» **Entries provided**

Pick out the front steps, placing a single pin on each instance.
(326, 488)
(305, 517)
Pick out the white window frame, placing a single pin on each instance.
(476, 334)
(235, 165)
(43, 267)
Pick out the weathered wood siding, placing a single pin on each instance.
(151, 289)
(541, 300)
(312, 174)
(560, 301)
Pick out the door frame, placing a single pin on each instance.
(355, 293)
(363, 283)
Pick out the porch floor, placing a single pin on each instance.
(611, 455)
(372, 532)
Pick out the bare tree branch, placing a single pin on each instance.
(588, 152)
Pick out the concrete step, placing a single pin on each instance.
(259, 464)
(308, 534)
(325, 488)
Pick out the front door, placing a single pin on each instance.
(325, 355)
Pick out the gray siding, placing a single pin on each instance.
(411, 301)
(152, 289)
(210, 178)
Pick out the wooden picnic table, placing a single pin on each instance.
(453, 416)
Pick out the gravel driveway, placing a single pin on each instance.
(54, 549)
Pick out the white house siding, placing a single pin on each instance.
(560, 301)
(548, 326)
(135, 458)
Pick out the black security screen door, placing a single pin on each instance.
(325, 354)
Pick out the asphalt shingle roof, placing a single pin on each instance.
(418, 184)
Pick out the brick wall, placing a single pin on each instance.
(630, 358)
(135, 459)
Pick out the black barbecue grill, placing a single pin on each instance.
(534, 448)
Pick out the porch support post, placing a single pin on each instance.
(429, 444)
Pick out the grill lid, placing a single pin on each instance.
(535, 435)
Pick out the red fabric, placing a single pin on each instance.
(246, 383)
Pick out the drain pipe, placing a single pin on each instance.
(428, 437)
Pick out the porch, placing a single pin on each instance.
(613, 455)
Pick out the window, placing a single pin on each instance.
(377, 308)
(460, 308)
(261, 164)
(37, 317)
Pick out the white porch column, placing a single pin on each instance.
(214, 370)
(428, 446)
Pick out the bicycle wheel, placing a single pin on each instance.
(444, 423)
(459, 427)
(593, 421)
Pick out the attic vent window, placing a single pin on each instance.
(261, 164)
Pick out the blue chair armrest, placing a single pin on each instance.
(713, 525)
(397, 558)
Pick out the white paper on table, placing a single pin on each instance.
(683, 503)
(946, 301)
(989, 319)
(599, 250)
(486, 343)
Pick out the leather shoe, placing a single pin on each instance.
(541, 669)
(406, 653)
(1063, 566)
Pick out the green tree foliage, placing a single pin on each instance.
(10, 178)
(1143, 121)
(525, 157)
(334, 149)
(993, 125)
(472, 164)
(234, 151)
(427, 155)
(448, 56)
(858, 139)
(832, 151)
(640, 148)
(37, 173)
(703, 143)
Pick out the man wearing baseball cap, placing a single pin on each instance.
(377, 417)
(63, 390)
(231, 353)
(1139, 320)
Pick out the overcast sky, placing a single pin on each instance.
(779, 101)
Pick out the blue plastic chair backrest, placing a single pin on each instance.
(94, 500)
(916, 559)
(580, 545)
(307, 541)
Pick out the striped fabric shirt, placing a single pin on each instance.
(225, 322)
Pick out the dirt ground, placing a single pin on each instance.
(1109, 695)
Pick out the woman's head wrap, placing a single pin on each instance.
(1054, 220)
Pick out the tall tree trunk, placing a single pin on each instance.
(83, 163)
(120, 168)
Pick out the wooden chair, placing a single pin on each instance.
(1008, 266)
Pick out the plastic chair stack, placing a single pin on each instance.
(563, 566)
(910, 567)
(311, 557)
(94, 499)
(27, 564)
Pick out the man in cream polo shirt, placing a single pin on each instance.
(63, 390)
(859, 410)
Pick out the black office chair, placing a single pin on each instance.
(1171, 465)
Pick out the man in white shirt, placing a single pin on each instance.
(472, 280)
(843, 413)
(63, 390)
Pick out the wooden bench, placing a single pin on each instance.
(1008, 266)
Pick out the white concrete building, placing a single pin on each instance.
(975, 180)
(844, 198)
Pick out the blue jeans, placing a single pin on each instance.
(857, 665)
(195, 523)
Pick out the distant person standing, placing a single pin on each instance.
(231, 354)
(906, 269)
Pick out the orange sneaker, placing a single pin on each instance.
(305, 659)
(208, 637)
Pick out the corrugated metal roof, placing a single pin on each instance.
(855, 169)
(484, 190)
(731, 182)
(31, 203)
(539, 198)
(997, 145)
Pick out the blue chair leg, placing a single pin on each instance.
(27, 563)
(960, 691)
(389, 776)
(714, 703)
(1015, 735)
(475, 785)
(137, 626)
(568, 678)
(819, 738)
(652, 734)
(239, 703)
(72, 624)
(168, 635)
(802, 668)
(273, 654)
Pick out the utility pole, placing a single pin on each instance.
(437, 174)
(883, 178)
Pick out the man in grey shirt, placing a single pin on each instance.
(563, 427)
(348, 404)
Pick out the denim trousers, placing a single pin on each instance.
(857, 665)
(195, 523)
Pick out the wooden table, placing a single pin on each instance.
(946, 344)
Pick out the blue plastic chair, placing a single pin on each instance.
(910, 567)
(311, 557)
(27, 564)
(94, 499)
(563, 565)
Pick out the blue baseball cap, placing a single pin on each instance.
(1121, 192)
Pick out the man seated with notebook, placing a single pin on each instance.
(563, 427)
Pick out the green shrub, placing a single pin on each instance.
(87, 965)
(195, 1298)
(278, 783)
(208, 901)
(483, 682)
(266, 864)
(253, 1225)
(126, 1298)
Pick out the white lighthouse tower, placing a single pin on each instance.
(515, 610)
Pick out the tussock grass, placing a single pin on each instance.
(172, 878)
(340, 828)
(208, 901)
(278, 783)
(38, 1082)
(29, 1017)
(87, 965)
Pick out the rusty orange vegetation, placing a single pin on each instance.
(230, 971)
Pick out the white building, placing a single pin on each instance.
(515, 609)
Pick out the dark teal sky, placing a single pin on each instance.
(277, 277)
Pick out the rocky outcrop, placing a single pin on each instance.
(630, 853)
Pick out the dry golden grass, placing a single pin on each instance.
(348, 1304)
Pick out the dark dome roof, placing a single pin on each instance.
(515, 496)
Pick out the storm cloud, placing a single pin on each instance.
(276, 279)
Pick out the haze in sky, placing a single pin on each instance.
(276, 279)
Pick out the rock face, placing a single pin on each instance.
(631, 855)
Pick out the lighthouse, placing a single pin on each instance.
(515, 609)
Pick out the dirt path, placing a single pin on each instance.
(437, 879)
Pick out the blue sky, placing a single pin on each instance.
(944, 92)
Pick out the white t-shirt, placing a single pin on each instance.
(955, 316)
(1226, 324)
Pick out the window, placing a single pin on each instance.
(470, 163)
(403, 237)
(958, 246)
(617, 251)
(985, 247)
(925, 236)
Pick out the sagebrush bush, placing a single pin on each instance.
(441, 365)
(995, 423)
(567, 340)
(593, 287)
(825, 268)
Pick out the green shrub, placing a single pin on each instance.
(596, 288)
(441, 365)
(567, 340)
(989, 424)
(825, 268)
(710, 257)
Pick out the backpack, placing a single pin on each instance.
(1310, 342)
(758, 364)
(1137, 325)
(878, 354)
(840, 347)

» **How to complete this task**
Once more, set down the full listing, verbatim.

» **Exercise answer**
Pick out the front steps, placing a single pin on each instance.
(326, 488)
(305, 517)
Pick out the white window frame, placing a single pin on each instance.
(476, 334)
(235, 165)
(43, 267)
Pick out the weathered wood siding, placing a single pin on each instance.
(151, 289)
(541, 300)
(312, 174)
(560, 301)
Pick out the door frame, placing a single pin on each instance.
(355, 293)
(363, 283)
Pick out the porch floor, placing a single pin on each instance.
(611, 455)
(372, 532)
Pick out the bare tree branch, placing a single pin on each instance.
(588, 152)
Pick out the concrete step, placing a single pin on each instance.
(259, 464)
(308, 534)
(325, 488)
Pick out the front door, placing a single pin on each instance.
(325, 355)
Pick out the gray siding, placing a single pin on each instance.
(411, 301)
(152, 289)
(210, 178)
Pick out the wooden picnic table, placing a single pin on each instance.
(453, 416)
Pick out the gravel driveway, placing a single pin on each instance.
(54, 549)
Pick out the white house siding, placing a single pin on each instance.
(560, 301)
(548, 326)
(135, 458)
Pick out the black security screen door, placing a single pin on each instance.
(325, 354)
Pick out the asphalt shingle roof, placing a single pin on each instance.
(418, 184)
Pick out the brick wall, placing a single pin on each instance.
(630, 358)
(135, 459)
Pick out the black barbecue grill, placing a single pin on each instance.
(534, 448)
Pick out the porch support post, placing a single pin on each instance.
(429, 444)
Pick out the grill lid, placing a single pin on each instance.
(535, 435)
Pick out the red fabric, placing a single pin on each instance.
(246, 383)
Pick out the drain pipe, placing a single pin on each instance.
(428, 437)
Pick out the porch, placing a single pin on each instance.
(613, 455)
Pick out the window, placing a single pin on each instance.
(377, 308)
(460, 308)
(261, 164)
(37, 317)
Pick out the white porch column, placing a single pin on each instance.
(214, 370)
(428, 446)
Pick out the bicycle wheel, placing a single pin on each instance.
(444, 423)
(459, 427)
(593, 421)
Pick out the attic vent window, placing a single pin on each instance.
(261, 164)
Pick out the blue chair armrest, placing a single pin on each instance.
(713, 525)
(397, 558)
Pick out the white paper on table, placing a single pin on each instance.
(683, 503)
(946, 301)
(989, 319)
(599, 250)
(486, 343)
Pick out the leather shoe, placing a single pin on each instance.
(541, 669)
(406, 653)
(1063, 566)
Pick out the green tree foliage, placing a single pin on each instance.
(10, 178)
(1143, 121)
(525, 157)
(334, 149)
(993, 125)
(472, 164)
(234, 151)
(427, 155)
(448, 56)
(858, 139)
(832, 151)
(640, 148)
(37, 173)
(703, 143)
Pick out the man wearing baseball cap, placing a single pin on each instance.
(377, 417)
(63, 390)
(231, 353)
(1139, 320)
Pick out the overcast sky, placing a single pin on each instance.
(779, 101)
Pick out the blue plastic chair backrest, placing a single pin on each instance.
(94, 500)
(916, 559)
(580, 545)
(307, 541)
Pick out the striped fabric shirt, placing a single pin on each instance.
(225, 322)
Pick out the dirt ground, placing a single pin on each instance.
(1109, 695)
Pick out the woman's head wrap, placing a single pin on each instance.
(1054, 220)
Pick out the tall tree trunk, placing a single pin on each instance.
(83, 163)
(120, 168)
Pick out the wooden chair, placing a single pin on each instance.
(1008, 266)
Pick out the plastic chair stack, placing a single pin on each instance.
(563, 566)
(910, 567)
(311, 557)
(94, 499)
(27, 564)
Pick out the man in cream polo shirt, placing a single pin on each instance.
(63, 390)
(859, 410)
Pick out the black office chair, placing a single pin on each instance.
(1171, 465)
Pick out the man in white shirt, placing a single pin on each instance.
(472, 280)
(843, 413)
(63, 390)
Pick out the wooden bench, placing a single pin on each instance.
(1008, 266)
Pick out the white concrete building, placing a single pin on each instance.
(975, 180)
(844, 198)
Pick out the blue jeans, placing a single pin on each instance.
(857, 665)
(195, 523)
Pick out the distant person standing, placing a single pin on each instance.
(231, 354)
(906, 269)
Pick out the orange sneaker, placing a single pin on each instance.
(305, 659)
(208, 637)
Pick out the corrugated metal roof, placing a single pin on each instance.
(855, 169)
(484, 190)
(731, 182)
(31, 203)
(539, 198)
(997, 145)
Pick out the blue chair leg, placing a single pin on each instance.
(27, 563)
(960, 691)
(389, 776)
(714, 703)
(1015, 735)
(475, 785)
(137, 626)
(568, 678)
(819, 738)
(652, 734)
(239, 703)
(72, 624)
(168, 635)
(802, 668)
(273, 654)
Pick out the utility pole, placing a single pin on each instance.
(437, 174)
(883, 178)
Pick out the man in grey shirt, placing a single pin on each instance.
(563, 427)
(348, 404)
Pick out the denim trousers, placing a single pin on each instance.
(857, 665)
(195, 523)
Pick out the wooden table, placing a single pin on each instance.
(946, 344)
Pick out the blue plastic chair, placing a single pin on each instance.
(910, 567)
(311, 557)
(27, 564)
(94, 499)
(563, 565)
Pick out the blue baseball cap, placing a single pin on each instance.
(1121, 192)
Pick out the man seated with notebook, placing a single pin on each instance.
(563, 427)
Pick out the green shrub, placing a single pin on each instance.
(87, 965)
(195, 1298)
(278, 783)
(208, 901)
(483, 682)
(266, 864)
(253, 1225)
(126, 1298)
Pick out the white lighthouse tower, placing a single pin on each instance.
(515, 610)
Pick out the tussock grass, placing a single pin on each instance.
(172, 878)
(340, 828)
(208, 901)
(278, 783)
(38, 1082)
(29, 1017)
(87, 965)
Pick out the rusty orange vegetation, placing a single pin on each instance.
(230, 971)
Pick out the white building, placing a single pin on each instance.
(515, 609)
Pick out the dark teal sky, placing a single pin on each instance.
(277, 277)
Pick out the rocky outcrop, placing a single pin on each instance.
(630, 853)
Pick out the dry golden grass, placing a single pin on each instance.
(348, 1304)
Pick out the dark dome roof, placing a single pin on each instance.
(515, 496)
Pick out the storm cloud, placing a single pin on each instance.
(276, 279)
Pick out the haze in sky, placing a single pin on each instance.
(276, 279)
Pick out the rock face, placing a single pin on each instance.
(631, 855)
Pick out the lighthouse, placing a single pin on each instance.
(515, 609)
Pick out the dirt path, placing a single pin on each instance.
(437, 879)
Pick out the blue sky, placing a single pin on each instance.
(944, 92)
Pick out the white t-shirt, placing a single pin on each instance.
(955, 316)
(1226, 324)
Pick out the window, placing a single pin on each instance.
(470, 163)
(403, 237)
(958, 246)
(617, 251)
(985, 247)
(925, 236)
Pick out the sagebrush bush, placing a single pin on each instance.
(441, 365)
(995, 423)
(567, 340)
(593, 287)
(825, 268)
Pick out the green shrub, placing a single pin on each instance.
(596, 288)
(441, 365)
(567, 340)
(989, 424)
(825, 268)
(710, 257)
Pick out the backpack, placing a single pin on each instance.
(1310, 342)
(758, 364)
(1137, 325)
(878, 354)
(840, 347)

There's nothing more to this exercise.